Rows:
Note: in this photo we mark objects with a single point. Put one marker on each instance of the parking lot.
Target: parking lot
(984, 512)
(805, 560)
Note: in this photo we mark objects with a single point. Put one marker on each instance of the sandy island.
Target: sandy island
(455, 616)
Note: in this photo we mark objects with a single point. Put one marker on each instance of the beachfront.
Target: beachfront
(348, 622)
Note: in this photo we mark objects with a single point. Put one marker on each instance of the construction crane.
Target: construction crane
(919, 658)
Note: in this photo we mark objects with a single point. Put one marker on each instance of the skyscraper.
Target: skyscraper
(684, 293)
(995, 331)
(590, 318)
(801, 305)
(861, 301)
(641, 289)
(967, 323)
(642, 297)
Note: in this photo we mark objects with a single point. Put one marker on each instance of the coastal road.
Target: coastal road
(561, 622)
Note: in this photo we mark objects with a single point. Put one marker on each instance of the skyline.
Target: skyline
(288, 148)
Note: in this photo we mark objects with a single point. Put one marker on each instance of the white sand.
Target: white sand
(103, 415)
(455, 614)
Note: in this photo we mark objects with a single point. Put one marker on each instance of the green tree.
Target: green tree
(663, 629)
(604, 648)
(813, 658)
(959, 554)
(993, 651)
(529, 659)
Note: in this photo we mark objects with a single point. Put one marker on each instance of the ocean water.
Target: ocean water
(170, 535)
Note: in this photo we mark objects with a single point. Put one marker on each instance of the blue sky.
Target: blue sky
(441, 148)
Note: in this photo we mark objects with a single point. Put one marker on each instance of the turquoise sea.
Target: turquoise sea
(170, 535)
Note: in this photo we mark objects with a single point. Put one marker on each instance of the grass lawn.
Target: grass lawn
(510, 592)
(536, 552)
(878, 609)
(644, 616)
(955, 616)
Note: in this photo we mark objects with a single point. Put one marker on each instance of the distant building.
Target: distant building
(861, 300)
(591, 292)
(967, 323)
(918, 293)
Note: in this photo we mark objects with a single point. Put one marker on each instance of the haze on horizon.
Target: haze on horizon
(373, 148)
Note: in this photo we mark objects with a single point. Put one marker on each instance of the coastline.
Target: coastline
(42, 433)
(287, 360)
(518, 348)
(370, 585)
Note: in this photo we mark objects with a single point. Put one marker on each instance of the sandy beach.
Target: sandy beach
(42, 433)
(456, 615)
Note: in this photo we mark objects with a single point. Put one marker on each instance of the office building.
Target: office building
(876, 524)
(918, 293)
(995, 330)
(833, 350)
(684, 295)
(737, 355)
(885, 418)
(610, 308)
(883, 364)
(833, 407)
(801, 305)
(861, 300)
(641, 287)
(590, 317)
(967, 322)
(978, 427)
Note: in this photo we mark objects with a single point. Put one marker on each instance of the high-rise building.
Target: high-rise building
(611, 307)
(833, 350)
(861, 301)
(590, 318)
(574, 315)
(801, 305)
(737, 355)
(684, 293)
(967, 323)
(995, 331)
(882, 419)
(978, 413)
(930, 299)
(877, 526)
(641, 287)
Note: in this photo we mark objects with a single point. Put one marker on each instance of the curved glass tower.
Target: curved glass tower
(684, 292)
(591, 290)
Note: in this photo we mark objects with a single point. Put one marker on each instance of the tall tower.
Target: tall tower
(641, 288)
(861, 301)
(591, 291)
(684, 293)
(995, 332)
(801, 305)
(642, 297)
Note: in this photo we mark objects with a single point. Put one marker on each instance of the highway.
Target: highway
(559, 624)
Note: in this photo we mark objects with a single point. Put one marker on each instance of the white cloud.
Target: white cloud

==

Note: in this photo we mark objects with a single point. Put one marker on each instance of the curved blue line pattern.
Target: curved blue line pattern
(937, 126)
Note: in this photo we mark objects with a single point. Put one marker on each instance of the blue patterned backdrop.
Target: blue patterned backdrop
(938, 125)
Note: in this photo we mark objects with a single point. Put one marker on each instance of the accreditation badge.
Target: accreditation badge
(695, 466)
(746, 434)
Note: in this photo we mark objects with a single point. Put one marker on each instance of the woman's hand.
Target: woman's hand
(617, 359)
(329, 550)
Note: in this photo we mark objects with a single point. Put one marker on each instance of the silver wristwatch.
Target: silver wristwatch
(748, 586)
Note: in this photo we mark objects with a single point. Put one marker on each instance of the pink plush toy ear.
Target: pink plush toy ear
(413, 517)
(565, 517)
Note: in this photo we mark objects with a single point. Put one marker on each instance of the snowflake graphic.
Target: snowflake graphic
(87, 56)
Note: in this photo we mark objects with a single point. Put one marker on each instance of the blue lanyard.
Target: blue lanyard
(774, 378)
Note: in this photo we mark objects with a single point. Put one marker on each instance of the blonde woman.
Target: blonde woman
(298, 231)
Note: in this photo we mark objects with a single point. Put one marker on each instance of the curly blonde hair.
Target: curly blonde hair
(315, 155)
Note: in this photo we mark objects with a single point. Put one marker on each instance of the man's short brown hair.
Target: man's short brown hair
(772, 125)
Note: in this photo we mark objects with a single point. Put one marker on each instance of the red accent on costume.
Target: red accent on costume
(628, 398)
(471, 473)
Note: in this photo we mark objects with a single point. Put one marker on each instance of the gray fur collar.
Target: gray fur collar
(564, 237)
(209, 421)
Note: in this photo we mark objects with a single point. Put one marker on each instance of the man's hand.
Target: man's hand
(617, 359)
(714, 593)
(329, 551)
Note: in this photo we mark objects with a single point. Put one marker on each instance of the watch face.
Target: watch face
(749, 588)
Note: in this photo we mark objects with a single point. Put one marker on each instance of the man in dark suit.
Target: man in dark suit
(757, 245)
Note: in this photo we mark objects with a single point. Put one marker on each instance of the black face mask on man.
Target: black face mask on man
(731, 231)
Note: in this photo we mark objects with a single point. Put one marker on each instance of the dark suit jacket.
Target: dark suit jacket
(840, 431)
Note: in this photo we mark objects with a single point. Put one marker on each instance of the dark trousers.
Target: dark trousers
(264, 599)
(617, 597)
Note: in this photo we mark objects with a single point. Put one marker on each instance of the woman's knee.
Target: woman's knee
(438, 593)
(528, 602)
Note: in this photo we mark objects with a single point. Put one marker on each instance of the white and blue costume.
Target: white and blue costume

Request: Pull out the lines of the records, unchanged, starting at the line with "dark suit jacket." and continuing up to and including the line with "Target: white and blue costume".

Task result:
Note: in this photo we mark objects with a single point. Put one marker on each instance of the dark suit jacket.
Target: dark suit jacket
(840, 431)
Note: in this photo we mark objects with a single point. Put one marker on each instance of the dark trousers.
Target: dark trousers
(264, 599)
(617, 597)
Note: in this photo we mark objects with a single point. Put one marker on each instance of the woman's knee.
Target: woman's knee
(438, 593)
(528, 602)
Note: in this photo we mark objects with a single point. Put one marker on each instance of the white and blue costume.
Target: white and blue costume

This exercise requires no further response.